WHAT IS REQUIRED:
Tell how many lines below include the word "baking". Only the number should appear.

EXCERPTED RECORDS:
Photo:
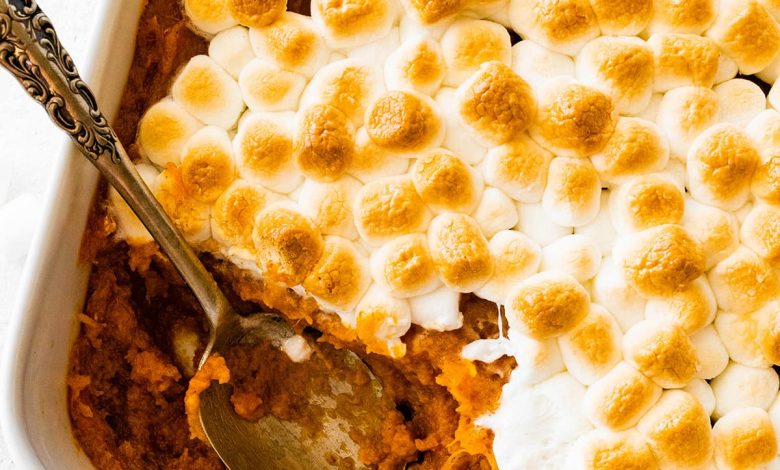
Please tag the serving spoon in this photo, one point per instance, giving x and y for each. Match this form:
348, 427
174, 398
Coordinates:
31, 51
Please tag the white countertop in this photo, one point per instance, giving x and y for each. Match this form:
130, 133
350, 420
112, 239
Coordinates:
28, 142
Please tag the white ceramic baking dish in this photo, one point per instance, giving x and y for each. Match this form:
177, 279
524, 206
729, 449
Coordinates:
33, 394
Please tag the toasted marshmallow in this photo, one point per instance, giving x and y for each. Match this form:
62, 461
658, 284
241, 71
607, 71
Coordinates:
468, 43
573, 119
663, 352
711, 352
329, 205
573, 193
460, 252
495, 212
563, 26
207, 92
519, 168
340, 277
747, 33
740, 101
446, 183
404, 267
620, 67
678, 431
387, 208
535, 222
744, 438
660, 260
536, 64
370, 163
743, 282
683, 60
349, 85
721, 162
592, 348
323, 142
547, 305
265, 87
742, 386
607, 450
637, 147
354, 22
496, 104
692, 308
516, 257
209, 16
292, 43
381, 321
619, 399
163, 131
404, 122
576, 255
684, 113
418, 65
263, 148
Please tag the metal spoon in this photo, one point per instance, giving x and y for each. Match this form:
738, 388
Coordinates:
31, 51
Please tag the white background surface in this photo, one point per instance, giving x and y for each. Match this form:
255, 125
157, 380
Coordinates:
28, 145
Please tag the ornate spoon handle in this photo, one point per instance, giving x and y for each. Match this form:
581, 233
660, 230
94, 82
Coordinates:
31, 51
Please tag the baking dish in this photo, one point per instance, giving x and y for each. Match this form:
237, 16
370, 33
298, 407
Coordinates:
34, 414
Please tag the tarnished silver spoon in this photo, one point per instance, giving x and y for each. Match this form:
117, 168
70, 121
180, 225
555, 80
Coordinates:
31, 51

EXPECTED OUTPUT:
2